== WHAT IS ASKED ==
Render every line of the material below as a numbered list, skipping the blank lines.

== RECORDS FOR THE EXERCISE ==
────────────────

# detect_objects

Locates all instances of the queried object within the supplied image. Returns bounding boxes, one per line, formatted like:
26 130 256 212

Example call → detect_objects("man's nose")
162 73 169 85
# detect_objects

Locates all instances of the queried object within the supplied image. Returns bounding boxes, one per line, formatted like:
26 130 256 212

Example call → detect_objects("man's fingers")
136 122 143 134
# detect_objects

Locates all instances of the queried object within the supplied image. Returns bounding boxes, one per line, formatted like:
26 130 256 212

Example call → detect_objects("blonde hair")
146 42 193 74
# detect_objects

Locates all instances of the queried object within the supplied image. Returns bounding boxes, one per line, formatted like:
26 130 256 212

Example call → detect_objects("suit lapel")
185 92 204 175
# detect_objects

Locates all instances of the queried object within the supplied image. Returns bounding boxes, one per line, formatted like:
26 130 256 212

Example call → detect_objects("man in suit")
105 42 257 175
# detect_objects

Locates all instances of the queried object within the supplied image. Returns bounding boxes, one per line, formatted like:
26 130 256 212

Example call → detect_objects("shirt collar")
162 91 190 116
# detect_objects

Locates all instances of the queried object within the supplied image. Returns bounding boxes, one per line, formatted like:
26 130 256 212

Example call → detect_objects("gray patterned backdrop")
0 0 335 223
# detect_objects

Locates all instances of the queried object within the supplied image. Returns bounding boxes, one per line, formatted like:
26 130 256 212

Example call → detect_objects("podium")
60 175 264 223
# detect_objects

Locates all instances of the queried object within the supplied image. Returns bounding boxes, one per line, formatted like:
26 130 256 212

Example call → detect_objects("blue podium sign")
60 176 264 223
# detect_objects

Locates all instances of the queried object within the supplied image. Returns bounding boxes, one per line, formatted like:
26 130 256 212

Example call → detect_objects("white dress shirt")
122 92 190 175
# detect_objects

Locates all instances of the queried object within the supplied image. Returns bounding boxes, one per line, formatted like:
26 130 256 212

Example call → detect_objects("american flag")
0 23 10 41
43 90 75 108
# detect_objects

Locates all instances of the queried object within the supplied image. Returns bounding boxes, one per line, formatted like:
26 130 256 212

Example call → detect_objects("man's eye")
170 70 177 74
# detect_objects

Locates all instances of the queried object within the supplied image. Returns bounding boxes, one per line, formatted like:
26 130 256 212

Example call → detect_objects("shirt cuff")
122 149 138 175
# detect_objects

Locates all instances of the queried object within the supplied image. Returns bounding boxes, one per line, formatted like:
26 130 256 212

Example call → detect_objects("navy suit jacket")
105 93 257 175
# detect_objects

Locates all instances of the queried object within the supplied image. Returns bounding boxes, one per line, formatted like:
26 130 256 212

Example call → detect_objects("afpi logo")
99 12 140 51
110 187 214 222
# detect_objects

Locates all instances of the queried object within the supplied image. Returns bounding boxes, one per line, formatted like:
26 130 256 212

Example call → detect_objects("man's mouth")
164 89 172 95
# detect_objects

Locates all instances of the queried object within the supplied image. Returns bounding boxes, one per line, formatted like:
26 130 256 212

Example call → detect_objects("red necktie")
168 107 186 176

────────────────

== FINISHED EXERCISE ==
1. # detect_objects
2. Locates all instances of the queried object within the supplied image. Returns bounding boxes, one per line, formatted like:
3. 26 130 256 212
4. Example call → detect_objects("man's nose")
5. 162 73 169 85
6. # detect_objects
7. Locates all instances of the queried object within the supplied image. Returns bounding boxes, one per line, formatted like:
8. 26 130 256 212
9. Example call → detect_objects("man's fingers")
10. 136 122 143 134
11. # detect_objects
12. Locates all instances of the queried object within the supplied image. Returns bounding boxes, one per line, formatted like:
13. 26 130 256 212
14. Example call → detect_objects("blonde hair")
15. 146 42 193 74
16. # detect_objects
17. Locates all instances of the queried object within the supplied image. Returns bounding boxes, one per line, formatted like:
18. 26 130 256 212
19. Example call → detect_objects("suit lapel")
20. 185 92 204 175
21. # detect_objects
22. Locates all instances of the queried object within the supplied image. Returns bounding boxes, one per line, formatted like:
23. 26 130 256 212
24. Example call → detect_objects("man in suit")
25. 105 42 257 175
26. # detect_objects
27. Locates all instances of the queried object within the supplied image. Returns bounding boxes, one per line, formatted like:
28. 26 130 256 212
29. Example call → detect_objects("shirt collar")
30. 162 91 190 116
31. # detect_objects
32. Locates all instances of the queried object within the supplied image. Returns bounding boxes, one per line, formatted like:
33. 26 130 256 212
34. Example call → detect_objects("gray patterned backdrop")
35. 0 0 335 223
36. # detect_objects
37. Locates all instances of the queried object within the supplied image. Returns bounding boxes, one per line, formatted like:
38. 26 130 256 212
39. Example call → detect_objects("podium")
40. 60 175 264 223
41. # detect_objects
42. Locates all instances of the queried object within the supplied image. Returns bounding boxes, one per line, formatted like:
43. 26 130 256 212
44. Example call → detect_objects("blue podium sign")
45. 60 176 264 223
46. # detect_objects
47. Locates all instances of the queried object within the supplied image. Returns bounding boxes, one per line, formatted like:
48. 26 130 256 212
49. Example call → detect_objects("white dress shirt")
50. 122 92 190 175
51. # detect_objects
52. Locates all instances of the queried object within the supplied image. Returns bounding boxes, one per line, formatted like:
53. 26 130 256 212
54. Example call → detect_objects("american flag")
55. 0 23 10 41
56. 43 90 75 108
57. # detect_objects
58. Locates all instances of the queried object within the supplied image. Returns bounding boxes, one per line, formatted like:
59. 26 130 256 212
60. Example call → detect_objects("man's eye")
61. 170 70 177 74
62. # detect_objects
63. Locates all instances of the queried object within the supplied image. Returns bounding boxes, one per line, formatted like:
64. 26 130 256 212
65. Example call → detect_objects("shirt cuff")
66. 122 149 138 175
67. # detect_objects
68. Locates all instances of the queried object within the supplied image. Returns bounding boxes, one per line, formatted like:
69. 26 130 256 212
70. Example call → detect_objects("navy suit jacket")
71. 105 93 257 175
72. # detect_objects
73. Locates all instances of the queried object within the supplied image. Returns bounding boxes, one per line, formatted like:
74. 26 130 256 212
75. Example call → detect_objects("afpi logo")
76. 99 12 140 51
77. 110 187 214 222
78. # detect_objects
79. Locates all instances of the queried object within the supplied image. Returns bounding boxes, one per line, formatted like:
80. 26 130 256 212
81. Example call → detect_objects("man's mouth")
82. 164 89 172 95
83. # detect_objects
84. Locates all instances of the queried object within the supplied image. Returns bounding boxes, one per line, formatted like:
85. 26 130 256 212
86. Example call → detect_objects("red necktie")
87. 168 107 186 176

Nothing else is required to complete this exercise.